# Start of Extract

A temperature they can survive is 45 degrees. I would not consider that warm. So that issue is simply a difference in what woudl be described as warm. That the outer layers of the cluster gets that cold would serve to increase the efficiency factor. Less temperature difference less heat lost.

The idea that the heat lost by the cluster actually warms the hive does not hold up for me. The heat escaping is exposed through an open entrance at the very least to the entire atmosphere. Basically I don't consider bees at 45 degrees to be being heated. and I don't consider air in a hive at 17 degrees to be being heated. Heated to a bee is 90 to 95 degrees. And anything less than that is simply some degree of not being warmed.

The question is, do bees contribute to the temperature of the interior of the hive being higher than what it would be without bees. I believe the answer is yes. But not due to any heat the bees generate. Bees contribute to a higher temperature inside the hive simply becasue they are made up of substances that more readily absorb heat. The hive is also full of other substances that will do the same. Honey, wax, wood, water. But bees do not generate heat energy that does. Keep in mind if a substance is capable of absorbing heat better than the object next to it. it will take that heat. even if that object next to it is ice.

Why does ice melt of of certain objects faster than others? Say off an asphalt street before it melts off a grass covered lawn? Now barring any of the other many factors involved. one reason is asphalt absorbs heat more readily than grass does. Warming faster warming the snow as a result causing it to melt. Asphalt is not generating any heat of it's own. lt is simply absorbing heat from any source it can. and it is warmer than the air. a cars metal surface will be warmer than the air. the ground is warmer than the air. Now a flag poll is actually warmer than the air. just not enough. Btu if it is so cold outside that your tongue will stick to a poll. why does your tongue not freeze simply because you opened your mouth? It is because metal absorbs heat faster, more readily than air does. It will take heat so fast in fact it will freeze the moisture in your tongue instantly. The answer. give it some other heat to take and it will stop taking the heat from your tongue. Lucky for us air is very slow at taking heat.

# End of Extract
# Start of Excerpted records

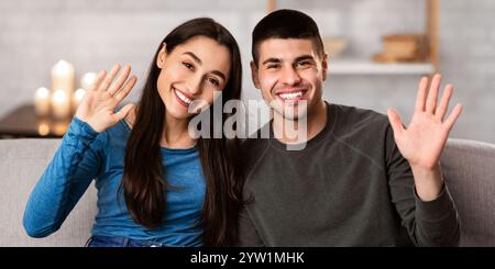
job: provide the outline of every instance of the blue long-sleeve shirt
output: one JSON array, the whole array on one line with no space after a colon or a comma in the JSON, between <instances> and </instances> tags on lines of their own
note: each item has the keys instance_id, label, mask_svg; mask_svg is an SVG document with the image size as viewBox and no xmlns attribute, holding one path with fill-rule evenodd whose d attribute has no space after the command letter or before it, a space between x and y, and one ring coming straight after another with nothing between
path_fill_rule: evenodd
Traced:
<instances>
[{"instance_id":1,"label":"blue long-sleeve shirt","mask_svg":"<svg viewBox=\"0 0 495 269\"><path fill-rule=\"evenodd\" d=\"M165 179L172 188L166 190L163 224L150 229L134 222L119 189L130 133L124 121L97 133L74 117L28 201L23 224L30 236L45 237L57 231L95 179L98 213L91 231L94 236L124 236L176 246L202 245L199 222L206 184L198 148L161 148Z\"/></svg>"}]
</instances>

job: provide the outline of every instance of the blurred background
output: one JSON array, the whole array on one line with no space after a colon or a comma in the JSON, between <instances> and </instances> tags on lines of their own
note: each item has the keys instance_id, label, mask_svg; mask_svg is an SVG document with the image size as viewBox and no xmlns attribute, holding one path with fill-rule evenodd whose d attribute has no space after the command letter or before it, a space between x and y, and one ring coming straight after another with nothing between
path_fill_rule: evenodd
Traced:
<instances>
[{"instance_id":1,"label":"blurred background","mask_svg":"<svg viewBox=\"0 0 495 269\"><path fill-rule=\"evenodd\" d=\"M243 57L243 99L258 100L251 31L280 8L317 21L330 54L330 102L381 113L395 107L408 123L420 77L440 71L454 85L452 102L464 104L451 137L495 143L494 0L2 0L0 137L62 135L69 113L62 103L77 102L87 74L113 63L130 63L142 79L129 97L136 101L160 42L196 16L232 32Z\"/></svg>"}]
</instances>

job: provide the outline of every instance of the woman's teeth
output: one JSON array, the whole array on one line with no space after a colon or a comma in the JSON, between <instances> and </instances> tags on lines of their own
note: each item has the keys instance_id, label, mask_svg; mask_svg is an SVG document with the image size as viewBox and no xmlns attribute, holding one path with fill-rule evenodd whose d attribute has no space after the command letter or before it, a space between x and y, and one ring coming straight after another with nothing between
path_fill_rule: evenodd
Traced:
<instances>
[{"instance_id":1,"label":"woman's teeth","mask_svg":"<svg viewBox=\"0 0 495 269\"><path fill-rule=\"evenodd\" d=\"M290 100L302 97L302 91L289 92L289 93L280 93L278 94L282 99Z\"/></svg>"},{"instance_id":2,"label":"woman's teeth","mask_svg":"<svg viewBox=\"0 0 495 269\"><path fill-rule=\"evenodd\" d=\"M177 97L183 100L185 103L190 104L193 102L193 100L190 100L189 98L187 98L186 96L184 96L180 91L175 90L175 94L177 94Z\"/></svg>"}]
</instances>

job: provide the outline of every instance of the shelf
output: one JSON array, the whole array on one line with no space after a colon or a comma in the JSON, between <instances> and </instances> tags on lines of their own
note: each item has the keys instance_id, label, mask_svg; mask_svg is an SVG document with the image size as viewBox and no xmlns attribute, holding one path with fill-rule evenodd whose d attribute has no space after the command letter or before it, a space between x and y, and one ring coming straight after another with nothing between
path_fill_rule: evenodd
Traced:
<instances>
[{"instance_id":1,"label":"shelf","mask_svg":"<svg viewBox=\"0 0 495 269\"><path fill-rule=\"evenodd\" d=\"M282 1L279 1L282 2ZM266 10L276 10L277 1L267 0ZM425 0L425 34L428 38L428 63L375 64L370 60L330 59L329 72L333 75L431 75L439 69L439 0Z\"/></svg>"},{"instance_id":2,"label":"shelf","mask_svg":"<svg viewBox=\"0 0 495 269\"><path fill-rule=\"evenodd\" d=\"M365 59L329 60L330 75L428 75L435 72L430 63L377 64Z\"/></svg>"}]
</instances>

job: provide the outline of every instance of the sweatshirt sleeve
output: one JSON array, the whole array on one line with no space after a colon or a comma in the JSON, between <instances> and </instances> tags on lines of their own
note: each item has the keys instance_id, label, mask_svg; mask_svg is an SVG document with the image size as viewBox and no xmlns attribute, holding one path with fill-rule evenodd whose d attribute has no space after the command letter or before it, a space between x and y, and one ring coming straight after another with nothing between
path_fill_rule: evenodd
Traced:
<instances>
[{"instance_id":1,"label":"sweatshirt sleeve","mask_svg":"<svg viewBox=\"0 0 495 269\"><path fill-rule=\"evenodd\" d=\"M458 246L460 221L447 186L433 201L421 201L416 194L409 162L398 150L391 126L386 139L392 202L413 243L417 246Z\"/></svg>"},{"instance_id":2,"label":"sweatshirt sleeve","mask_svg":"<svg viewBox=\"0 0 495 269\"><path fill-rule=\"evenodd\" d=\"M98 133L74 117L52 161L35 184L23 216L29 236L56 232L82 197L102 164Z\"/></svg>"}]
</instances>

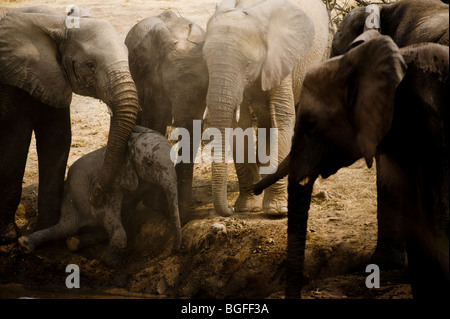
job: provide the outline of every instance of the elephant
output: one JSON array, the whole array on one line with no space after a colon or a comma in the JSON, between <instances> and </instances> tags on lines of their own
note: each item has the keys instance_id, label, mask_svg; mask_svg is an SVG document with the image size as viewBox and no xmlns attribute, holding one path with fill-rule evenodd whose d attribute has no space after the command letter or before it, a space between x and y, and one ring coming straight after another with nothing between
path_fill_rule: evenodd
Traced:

# End of Excerpted records
# Start of Excerpted records

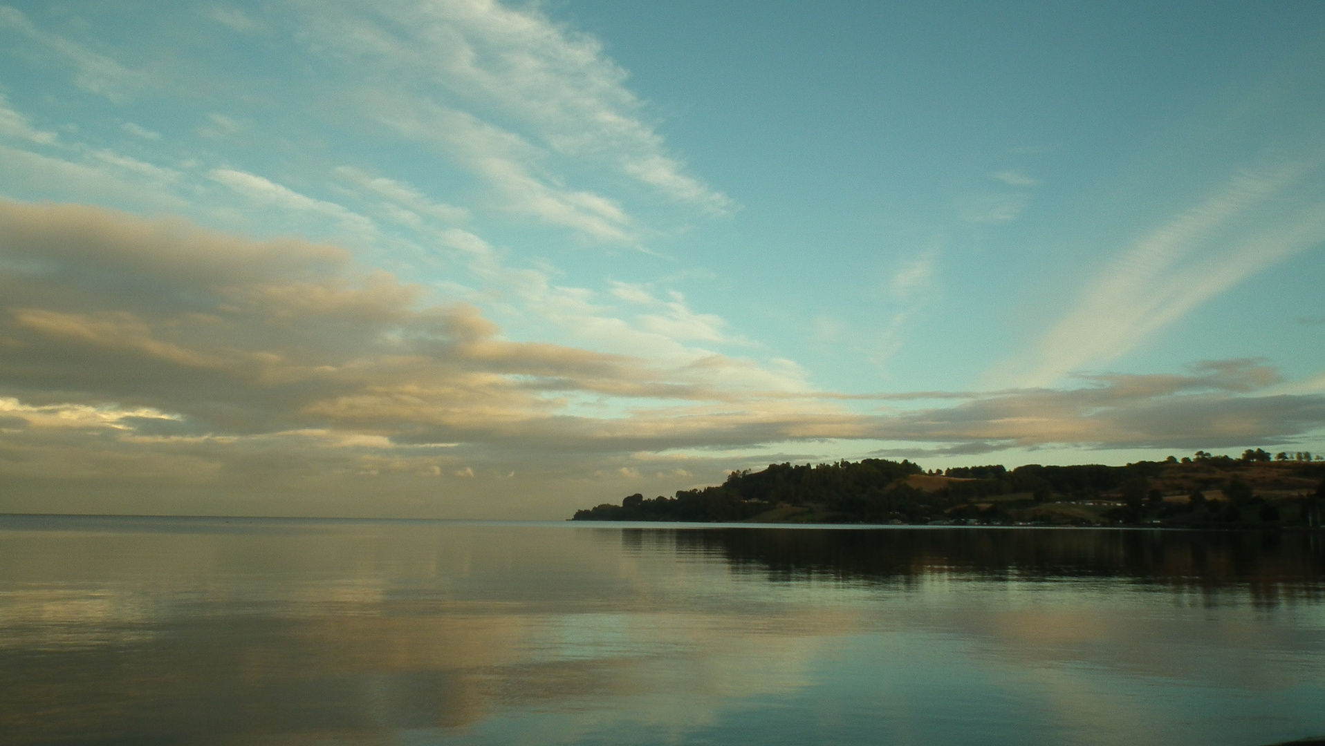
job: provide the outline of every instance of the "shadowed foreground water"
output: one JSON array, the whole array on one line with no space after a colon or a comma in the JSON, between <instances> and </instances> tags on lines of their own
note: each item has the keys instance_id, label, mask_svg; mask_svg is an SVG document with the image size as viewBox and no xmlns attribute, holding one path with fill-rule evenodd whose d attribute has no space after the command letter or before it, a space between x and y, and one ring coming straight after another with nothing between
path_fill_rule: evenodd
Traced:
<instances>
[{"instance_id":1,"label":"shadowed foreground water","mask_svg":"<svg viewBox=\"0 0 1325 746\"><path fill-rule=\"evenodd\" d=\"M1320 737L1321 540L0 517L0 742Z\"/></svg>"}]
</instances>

# End of Excerpted records

Work instructions:
1. Retype a portion of the post about bees and hive heat, starting at the words "A temperature they" and stopping after the words "not being warmed.".
2. In the post about bees and hive heat, what temperature does the writer say counts as heated to a bee?

Written responses:
1.
A temperature they can survive is 45 degrees. I would not consider that warm. So that issue is simply a difference in what woudl be described as warm. That the outer layers of the cluster gets that cold would serve to increase the efficiency factor. Less temperature difference less heat lost.

The idea that the heat lost by the cluster actually warms the hive does not hold up for me. The heat escaping is exposed through an open entrance at the very least to the entire atmosphere. Basically I don't consider bees at 45 degrees to be being heated. and I don't consider air in a hive at 17 degrees to be being heated. Heated to a bee is 90 to 95 degrees. And anything less than that is simply some degree of not being warmed.

2. 90 to 95 degrees.